Listed records:
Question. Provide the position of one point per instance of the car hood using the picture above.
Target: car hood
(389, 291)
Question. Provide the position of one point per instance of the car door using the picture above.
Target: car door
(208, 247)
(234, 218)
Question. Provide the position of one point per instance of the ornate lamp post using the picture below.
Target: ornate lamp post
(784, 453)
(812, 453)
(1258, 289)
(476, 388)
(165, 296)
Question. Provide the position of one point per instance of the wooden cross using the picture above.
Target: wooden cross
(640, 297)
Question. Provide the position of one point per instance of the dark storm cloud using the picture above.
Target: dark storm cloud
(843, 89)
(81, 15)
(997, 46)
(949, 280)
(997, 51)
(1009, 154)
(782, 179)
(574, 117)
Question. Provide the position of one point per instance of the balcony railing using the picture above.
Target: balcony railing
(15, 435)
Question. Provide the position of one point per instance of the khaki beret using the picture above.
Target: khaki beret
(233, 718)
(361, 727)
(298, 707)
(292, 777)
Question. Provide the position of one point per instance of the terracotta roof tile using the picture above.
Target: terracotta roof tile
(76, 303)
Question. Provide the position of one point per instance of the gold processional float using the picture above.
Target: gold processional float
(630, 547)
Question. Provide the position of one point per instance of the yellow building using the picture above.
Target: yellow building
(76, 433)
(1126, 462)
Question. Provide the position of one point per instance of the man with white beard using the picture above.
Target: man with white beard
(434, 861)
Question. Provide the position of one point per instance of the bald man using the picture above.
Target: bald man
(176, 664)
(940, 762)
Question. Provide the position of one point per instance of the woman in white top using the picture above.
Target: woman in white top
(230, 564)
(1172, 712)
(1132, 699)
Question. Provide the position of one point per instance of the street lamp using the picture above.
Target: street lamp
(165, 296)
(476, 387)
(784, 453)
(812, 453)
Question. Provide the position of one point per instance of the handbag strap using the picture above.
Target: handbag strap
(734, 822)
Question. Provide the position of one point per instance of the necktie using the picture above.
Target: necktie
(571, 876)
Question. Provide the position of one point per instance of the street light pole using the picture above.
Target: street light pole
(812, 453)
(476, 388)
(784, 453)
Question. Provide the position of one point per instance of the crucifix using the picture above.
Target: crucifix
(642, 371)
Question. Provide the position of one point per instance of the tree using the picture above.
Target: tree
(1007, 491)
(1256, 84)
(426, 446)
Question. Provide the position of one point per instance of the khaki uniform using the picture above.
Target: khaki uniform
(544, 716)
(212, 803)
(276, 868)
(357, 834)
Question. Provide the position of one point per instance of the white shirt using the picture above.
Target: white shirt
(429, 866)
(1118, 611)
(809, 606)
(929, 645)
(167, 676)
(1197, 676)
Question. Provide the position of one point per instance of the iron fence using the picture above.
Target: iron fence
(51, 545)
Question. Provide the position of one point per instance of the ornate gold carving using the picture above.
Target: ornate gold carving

Prompt: Lay out each line of the records above as a JSON array of strings, one string per line, leaving out blank lines.

Expected answer:
[
  "Question. Provide the position of one point per instance of the car hood using the picture above.",
  "Target: car hood",
  "(389, 291)",
  "Question. Provide the position of one point per instance of the car door using the picture above.",
  "Target: car door",
  "(208, 247)",
  "(234, 218)",
  "Question. Provide the position of one point per instance of the ornate lamp post using the picture below.",
  "Target: ornate lamp post",
  "(784, 453)",
  "(812, 453)",
  "(1258, 289)",
  "(476, 388)",
  "(165, 296)",
  "Question. Provide the position of one point per instance of the wooden cross using the picture above.",
  "Target: wooden cross",
  "(640, 297)",
  "Question. Provide the position of one point per instance of the dark storm cloud using the picture above.",
  "Target: dark storm cloud",
  "(843, 89)",
  "(81, 15)",
  "(997, 46)",
  "(949, 280)",
  "(997, 51)",
  "(1009, 154)",
  "(782, 179)",
  "(574, 117)",
  "Question. Provide the position of one point per instance of the balcony railing using the picture above.",
  "Target: balcony railing",
  "(15, 435)",
  "Question. Provide the position of one point per instance of the khaki beret using the picture above.",
  "Target: khaki beret",
  "(233, 718)",
  "(361, 727)",
  "(298, 707)",
  "(292, 777)",
  "Question. Provide the position of one point per instance of the terracotta roof tile using the picture above.",
  "Target: terracotta roof tile",
  "(76, 303)",
  "Question. Provide the position of one point per instance of the gold processional float using the picture above.",
  "Target: gold processional float",
  "(630, 547)",
  "Question. Provide the position of one point per instance of the yellow building using the picture above.",
  "Target: yellow building",
  "(76, 433)",
  "(1126, 462)",
  "Question. Provide the position of one point per instance of the man with white beard using the picture above.",
  "Target: man with white beard",
  "(434, 861)",
  "Question. Provide the position of one point per instance of the bald man using the picture above.",
  "Target: bald man",
  "(176, 664)",
  "(940, 762)",
  "Question. Provide the position of one point per instance of the woman in white top using the picture above.",
  "Target: woman in white top",
  "(230, 564)",
  "(1172, 712)",
  "(1132, 699)",
  "Question. Provide the position of one point per instance of the street lamp using the picture above.",
  "Target: street lamp",
  "(165, 296)",
  "(476, 387)",
  "(784, 453)",
  "(812, 453)",
  "Question. Provide the position of one point per instance of the handbag strap using the picture above.",
  "Target: handbag strap",
  "(734, 822)",
  "Question. Provide the position of one point per instance of the necktie using the picture above.",
  "Target: necktie",
  "(571, 876)",
  "Question. Provide the position of one point per instance of the street light pole using the picture above.",
  "Target: street light pole",
  "(812, 453)",
  "(476, 388)",
  "(784, 453)",
  "Question. Provide the position of one point per instance of the crucifix using the picture above.",
  "Target: crucifix",
  "(642, 371)",
  "Question. Provide the position of one point per instance of the tree using the picture above.",
  "Target: tree",
  "(1007, 491)",
  "(1256, 84)",
  "(426, 446)",
  "Question. Provide the position of one point per instance of the khaki uniform using the picture above.",
  "Target: khaki uniform",
  "(544, 716)",
  "(212, 803)",
  "(276, 868)",
  "(357, 834)",
  "Question. Provide the position of one point per instance of the white shirt using the picture above.",
  "Target: white shirt",
  "(429, 866)",
  "(1118, 611)",
  "(809, 606)",
  "(929, 645)",
  "(167, 676)",
  "(1197, 676)",
  "Question. Provide the position of one point per instance of the iron fence using the picture above.",
  "Target: iron fence",
  "(51, 545)",
  "Question. Provide the position of one point per instance of the ornate gold carving using the picture above.",
  "Target: ornate gold carving"
]